-- BEGIN Given records --

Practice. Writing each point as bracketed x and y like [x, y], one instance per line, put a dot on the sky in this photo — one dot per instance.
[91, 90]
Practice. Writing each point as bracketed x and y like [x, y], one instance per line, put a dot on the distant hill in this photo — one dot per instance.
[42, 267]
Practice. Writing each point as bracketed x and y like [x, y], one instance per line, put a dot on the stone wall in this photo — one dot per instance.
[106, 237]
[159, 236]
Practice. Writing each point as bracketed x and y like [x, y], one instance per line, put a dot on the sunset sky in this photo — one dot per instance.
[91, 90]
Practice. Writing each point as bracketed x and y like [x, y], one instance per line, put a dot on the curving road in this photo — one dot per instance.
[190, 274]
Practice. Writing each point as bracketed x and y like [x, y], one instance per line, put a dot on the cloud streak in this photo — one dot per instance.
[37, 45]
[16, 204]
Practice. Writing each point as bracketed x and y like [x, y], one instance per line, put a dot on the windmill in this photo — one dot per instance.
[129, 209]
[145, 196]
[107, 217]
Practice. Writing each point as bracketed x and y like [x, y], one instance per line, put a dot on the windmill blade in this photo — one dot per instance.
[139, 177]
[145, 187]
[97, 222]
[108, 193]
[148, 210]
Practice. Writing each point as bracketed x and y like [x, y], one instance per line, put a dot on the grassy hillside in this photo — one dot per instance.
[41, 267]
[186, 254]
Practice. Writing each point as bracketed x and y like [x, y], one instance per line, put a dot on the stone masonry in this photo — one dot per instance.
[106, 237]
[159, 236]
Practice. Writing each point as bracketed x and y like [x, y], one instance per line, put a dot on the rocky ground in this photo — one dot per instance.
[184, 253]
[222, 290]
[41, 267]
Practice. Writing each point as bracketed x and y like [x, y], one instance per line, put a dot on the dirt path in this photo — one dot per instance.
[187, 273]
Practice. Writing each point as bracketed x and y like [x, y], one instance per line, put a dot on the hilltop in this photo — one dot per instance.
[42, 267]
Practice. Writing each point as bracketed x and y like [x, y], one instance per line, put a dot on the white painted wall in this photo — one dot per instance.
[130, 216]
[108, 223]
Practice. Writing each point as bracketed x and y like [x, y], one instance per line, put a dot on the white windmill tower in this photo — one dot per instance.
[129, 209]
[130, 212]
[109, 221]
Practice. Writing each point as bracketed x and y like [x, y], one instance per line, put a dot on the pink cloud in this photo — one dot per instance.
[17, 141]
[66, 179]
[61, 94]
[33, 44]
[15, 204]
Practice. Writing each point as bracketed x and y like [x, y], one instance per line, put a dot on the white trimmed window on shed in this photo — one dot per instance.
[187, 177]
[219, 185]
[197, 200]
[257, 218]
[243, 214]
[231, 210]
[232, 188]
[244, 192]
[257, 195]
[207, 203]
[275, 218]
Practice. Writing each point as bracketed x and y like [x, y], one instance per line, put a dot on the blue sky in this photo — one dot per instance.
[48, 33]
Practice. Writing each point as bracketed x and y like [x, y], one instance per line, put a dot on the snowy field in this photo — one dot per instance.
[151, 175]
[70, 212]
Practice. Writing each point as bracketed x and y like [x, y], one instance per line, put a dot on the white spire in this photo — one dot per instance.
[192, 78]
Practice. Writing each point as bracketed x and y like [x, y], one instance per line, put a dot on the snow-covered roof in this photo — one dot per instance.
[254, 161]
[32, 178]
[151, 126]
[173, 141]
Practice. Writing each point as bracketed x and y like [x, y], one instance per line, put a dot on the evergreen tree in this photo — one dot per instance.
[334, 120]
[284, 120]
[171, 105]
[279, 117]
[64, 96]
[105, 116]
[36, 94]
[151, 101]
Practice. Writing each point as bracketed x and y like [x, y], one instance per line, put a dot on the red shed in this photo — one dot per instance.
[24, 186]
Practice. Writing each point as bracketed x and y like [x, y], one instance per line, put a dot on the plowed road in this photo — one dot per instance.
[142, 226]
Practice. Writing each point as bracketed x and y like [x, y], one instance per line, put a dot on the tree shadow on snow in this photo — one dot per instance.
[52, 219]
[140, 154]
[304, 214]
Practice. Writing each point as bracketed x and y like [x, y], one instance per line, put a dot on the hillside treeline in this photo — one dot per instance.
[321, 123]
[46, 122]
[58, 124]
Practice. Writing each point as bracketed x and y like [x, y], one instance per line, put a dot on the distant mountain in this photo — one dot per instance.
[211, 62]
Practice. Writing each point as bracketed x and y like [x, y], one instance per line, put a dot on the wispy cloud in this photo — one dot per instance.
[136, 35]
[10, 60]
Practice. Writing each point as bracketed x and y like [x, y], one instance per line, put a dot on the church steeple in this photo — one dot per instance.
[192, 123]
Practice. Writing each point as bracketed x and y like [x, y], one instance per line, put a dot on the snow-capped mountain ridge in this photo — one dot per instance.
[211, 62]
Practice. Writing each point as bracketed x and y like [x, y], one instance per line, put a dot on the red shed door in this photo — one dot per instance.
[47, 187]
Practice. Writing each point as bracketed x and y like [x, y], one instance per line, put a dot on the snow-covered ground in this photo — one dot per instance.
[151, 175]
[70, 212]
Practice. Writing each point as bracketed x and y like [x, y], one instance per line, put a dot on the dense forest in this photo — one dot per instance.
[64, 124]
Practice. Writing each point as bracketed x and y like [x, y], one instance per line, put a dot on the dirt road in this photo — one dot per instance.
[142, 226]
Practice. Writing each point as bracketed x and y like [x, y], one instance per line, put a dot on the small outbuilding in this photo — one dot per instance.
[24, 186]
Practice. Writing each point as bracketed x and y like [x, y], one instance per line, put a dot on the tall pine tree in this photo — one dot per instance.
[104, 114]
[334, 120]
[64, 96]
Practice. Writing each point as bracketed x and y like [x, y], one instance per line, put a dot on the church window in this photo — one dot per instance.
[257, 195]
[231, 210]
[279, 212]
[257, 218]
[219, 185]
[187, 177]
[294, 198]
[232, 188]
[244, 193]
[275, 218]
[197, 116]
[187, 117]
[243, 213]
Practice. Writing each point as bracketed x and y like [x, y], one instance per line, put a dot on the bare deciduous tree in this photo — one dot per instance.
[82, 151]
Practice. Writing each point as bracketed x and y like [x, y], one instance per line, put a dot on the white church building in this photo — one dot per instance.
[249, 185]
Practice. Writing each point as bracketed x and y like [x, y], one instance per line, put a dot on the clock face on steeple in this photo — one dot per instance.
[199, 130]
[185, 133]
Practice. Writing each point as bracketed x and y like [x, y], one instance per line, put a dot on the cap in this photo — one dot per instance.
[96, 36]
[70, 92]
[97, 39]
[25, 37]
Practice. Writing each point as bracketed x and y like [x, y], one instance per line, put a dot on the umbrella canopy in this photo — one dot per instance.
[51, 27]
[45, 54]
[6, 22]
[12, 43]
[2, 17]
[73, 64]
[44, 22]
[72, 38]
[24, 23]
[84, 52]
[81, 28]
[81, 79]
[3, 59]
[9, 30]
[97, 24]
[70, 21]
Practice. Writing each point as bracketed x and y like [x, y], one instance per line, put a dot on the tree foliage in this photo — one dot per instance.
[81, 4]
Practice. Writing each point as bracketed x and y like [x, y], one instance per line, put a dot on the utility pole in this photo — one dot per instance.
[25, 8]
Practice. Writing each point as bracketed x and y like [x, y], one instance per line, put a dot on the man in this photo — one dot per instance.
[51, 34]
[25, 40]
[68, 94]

-- END Given records --

Render every line of the rows above as a Markdown table with the columns Number and Entry, numbering the lines in order and leaving out any blank lines.

Task result
| Number | Entry |
|---|---|
| 1 | Practice. Writing each point as bracketed x and y like [x, y], one instance per line, put a dot on the sky in this photo — one dot per instance. |
| 2 | [91, 90] |
| 3 | Practice. Writing each point as bracketed x and y like [x, y], one instance per line, put a dot on the distant hill in this photo — one dot per instance. |
| 4 | [42, 267] |
| 5 | Practice. Writing each point as bracketed x and y like [x, y], one instance per line, put a dot on the stone wall in this photo — one dot per instance. |
| 6 | [106, 237] |
| 7 | [159, 236] |
| 8 | Practice. Writing each point as bracketed x and y like [x, y], one instance per line, put a dot on the sunset sky in this photo — one dot per instance. |
| 9 | [91, 90] |
| 10 | Practice. Writing each point as bracketed x and y like [x, y], one instance per line, put a dot on the curving road in this photo — one dot per instance. |
| 11 | [190, 274] |
| 12 | Practice. Writing each point as bracketed x and y like [x, y], one instance per line, put a dot on the cloud streak in this photo — one dot per instance. |
| 13 | [37, 45] |
| 14 | [16, 204] |
| 15 | Practice. Writing each point as bracketed x and y like [x, y], one instance per line, put a dot on the windmill in this photo — one dot per instance. |
| 16 | [129, 209] |
| 17 | [145, 196] |
| 18 | [107, 217] |
| 19 | Practice. Writing each point as bracketed x and y like [x, y], one instance per line, put a dot on the windmill blade in this photo — one dot per instance. |
| 20 | [139, 177] |
| 21 | [145, 187] |
| 22 | [97, 222] |
| 23 | [108, 193] |
| 24 | [148, 210] |
| 25 | Practice. Writing each point as bracketed x and y like [x, y], one instance per line, put a dot on the grassy hillside in this photo — one dot per instance. |
| 26 | [41, 267] |
| 27 | [186, 254] |
| 28 | Practice. Writing each point as bracketed x and y like [x, y], one instance per line, put a dot on the stone masonry in this photo — one dot per instance. |
| 29 | [106, 237] |
| 30 | [159, 236] |
| 31 | Practice. Writing each point as bracketed x and y like [x, y], one instance per line, put a dot on the rocky ground in this photo — one dot per instance. |
| 32 | [184, 253] |
| 33 | [222, 290] |
| 34 | [41, 267] |
| 35 | Practice. Writing each point as bracketed x and y like [x, y], one instance per line, put a dot on the dirt path in this photo — one dot per instance. |
| 36 | [187, 273] |
| 37 | Practice. Writing each point as bracketed x and y like [x, y], one instance per line, put a dot on the hilltop in this photo — one dot per instance. |
| 38 | [42, 267] |
| 39 | Practice. Writing each point as bracketed x and y like [x, y], one instance per line, put a dot on the white painted wall in this photo — one dot per instance. |
| 40 | [130, 216] |
| 41 | [108, 223] |
| 42 | Practice. Writing each point as bracketed x and y like [x, y], one instance per line, put a dot on the white windmill tower in this photo — one dot per instance. |
| 43 | [129, 209] |
| 44 | [130, 212] |
| 45 | [109, 221] |
| 46 | Practice. Writing each point as bracketed x and y like [x, y], one instance per line, put a dot on the pink cloud in this photo — one dot per instance. |
| 47 | [17, 141] |
| 48 | [66, 179] |
| 49 | [61, 94] |
| 50 | [33, 44] |
| 51 | [15, 204] |
| 52 | Practice. Writing each point as bracketed x and y like [x, y], one instance per line, put a dot on the white trimmed window on shed in this photo — one dot per instance. |
| 53 | [187, 177] |
| 54 | [219, 185] |
| 55 | [197, 200] |
| 56 | [257, 218] |
| 57 | [243, 214] |
| 58 | [231, 210] |
| 59 | [232, 188] |
| 60 | [244, 192] |
| 61 | [257, 195] |
| 62 | [207, 203] |
| 63 | [275, 218] |
| 64 | Practice. Writing each point as bracketed x and y like [x, y], one instance per line, put a dot on the blue sky in this photo — one dot per instance. |
| 65 | [48, 33] |
| 66 | Practice. Writing each point as bracketed x and y like [x, y], one instance per line, put a dot on the snowy field in this photo — one dot per instance. |
| 67 | [151, 175] |
| 68 | [70, 212] |
| 69 | Practice. Writing each point as bracketed x and y like [x, y], one instance per line, put a dot on the white spire in this photo — one dot per instance. |
| 70 | [192, 78] |
| 71 | Practice. Writing each point as bracketed x and y like [x, y], one instance per line, put a dot on the snow-covered roof in this photo — one dot per instance. |
| 72 | [254, 161] |
| 73 | [32, 178] |
| 74 | [151, 126] |
| 75 | [173, 141] |
| 76 | Practice. Writing each point as bracketed x and y like [x, y], one instance per line, put a dot on the evergreen tree in this photo — one dot per instance. |
| 77 | [334, 120] |
| 78 | [284, 120] |
| 79 | [171, 105] |
| 80 | [279, 117] |
| 81 | [64, 96] |
| 82 | [105, 116] |
| 83 | [36, 94] |
| 84 | [151, 101] |
| 85 | Practice. Writing each point as bracketed x and y like [x, y], one instance per line, put a dot on the red shed in this photo — one dot per instance. |
| 86 | [24, 186] |
| 87 | Practice. Writing each point as bracketed x and y like [x, y], one instance per line, put a dot on the plowed road in this photo — one dot per instance. |
| 88 | [142, 226] |
| 89 | Practice. Writing each point as bracketed x and y like [x, y], one instance per line, put a dot on the tree shadow on snow in this photo — one dot per instance. |
| 90 | [52, 219] |
| 91 | [140, 154] |
| 92 | [304, 214] |
| 93 | Practice. Writing each point as bracketed x and y like [x, y], one instance per line, put a dot on the hillside treeline in this photo — one dot per instance. |
| 94 | [321, 123] |
| 95 | [46, 122] |
| 96 | [58, 124] |
| 97 | Practice. Writing each point as bracketed x and y like [x, y], one instance per line, put a dot on the distant mountain in this photo — one dot per instance. |
| 98 | [211, 62] |
| 99 | Practice. Writing each point as bracketed x and y like [x, y], one instance per line, put a dot on the wispy cloud in this photo — one dot per instance. |
| 100 | [136, 35] |
| 101 | [10, 60] |
| 102 | Practice. Writing each point as bracketed x and y like [x, y], one instance per line, put a dot on the church steeple in this photo — one dot per instance. |
| 103 | [192, 123] |
| 104 | Practice. Writing each point as bracketed x and y like [x, y], one instance per line, put a dot on the snow-capped mountain ridge in this photo — one dot per instance. |
| 105 | [211, 62] |
| 106 | Practice. Writing each point as bracketed x and y like [x, y], one instance per line, put a dot on the red shed door in this photo — one dot per instance. |
| 107 | [47, 187] |
| 108 | Practice. Writing each point as bracketed x and y like [x, y], one instance per line, put a dot on the snow-covered ground in this photo — one dot per instance. |
| 109 | [151, 175] |
| 110 | [70, 212] |
| 111 | Practice. Writing each point as bracketed x and y like [x, y], one instance per line, put a dot on the dense forest in this photo — one dot per instance. |
| 112 | [64, 124] |
| 113 | Practice. Writing each point as bracketed x and y like [x, y], one instance per line, put a dot on the dirt road in this photo — one dot per instance. |
| 114 | [142, 226] |
| 115 | Practice. Writing each point as bracketed x and y like [x, y], one instance per line, put a dot on the small outbuilding in this photo — one dot per instance. |
| 116 | [24, 186] |
| 117 | Practice. Writing each point as bracketed x and y like [x, y], one instance per line, put a dot on the tall pine tree in this photo — one dot per instance. |
| 118 | [104, 114] |
| 119 | [334, 120] |
| 120 | [64, 96] |
| 121 | Practice. Writing each point as bracketed x and y like [x, y], one instance per line, put a dot on the church window in this photo — one dot per instance. |
| 122 | [257, 195] |
| 123 | [231, 210] |
| 124 | [279, 212] |
| 125 | [257, 218] |
| 126 | [219, 185] |
| 127 | [187, 177] |
| 128 | [294, 198] |
| 129 | [232, 188] |
| 130 | [244, 193] |
| 131 | [275, 218] |
| 132 | [197, 116] |
| 133 | [187, 117] |
| 134 | [243, 213] |
| 135 | Practice. Writing each point as bracketed x and y like [x, y], one instance per line, put a dot on the bare deciduous tree in this photo — one dot per instance. |
| 136 | [82, 151] |
| 137 | Practice. Writing each point as bracketed x and y like [x, y], one instance per line, put a dot on the white church building in this photo — one dot per instance. |
| 138 | [249, 185] |
| 139 | Practice. Writing each point as bracketed x and y like [x, y], one instance per line, put a dot on the clock face on steeple in this photo — one dot per instance. |
| 140 | [199, 130] |
| 141 | [185, 133] |
| 142 | Practice. Writing each point as bracketed x and y like [x, y], one instance per line, put a dot on the cap in this photo — one dot per instance. |
| 143 | [96, 36] |
| 144 | [70, 92] |
| 145 | [97, 39] |
| 146 | [25, 37] |
| 147 | Practice. Writing each point as bracketed x and y like [x, y], one instance per line, put a dot on the umbrella canopy in this photo — one dot per instance. |
| 148 | [51, 27] |
| 149 | [45, 54] |
| 150 | [6, 22] |
| 151 | [12, 43] |
| 152 | [2, 17] |
| 153 | [73, 64] |
| 154 | [44, 22] |
| 155 | [72, 38] |
| 156 | [24, 23] |
| 157 | [84, 52] |
| 158 | [81, 28] |
| 159 | [81, 79] |
| 160 | [3, 59] |
| 161 | [9, 30] |
| 162 | [97, 24] |
| 163 | [70, 21] |
| 164 | Practice. Writing each point as bracketed x and y like [x, y], one instance per line, put a dot on the tree foliage in this photo — one dot per instance. |
| 165 | [81, 4] |
| 166 | Practice. Writing each point as bracketed x and y like [x, y], one instance per line, put a dot on the utility pole in this photo — one dot per instance. |
| 167 | [25, 8] |
| 168 | Practice. Writing each point as bracketed x and y like [x, y], one instance per line, put a dot on the man in this photo — one dot per instance. |
| 169 | [51, 34] |
| 170 | [25, 40] |
| 171 | [68, 94] |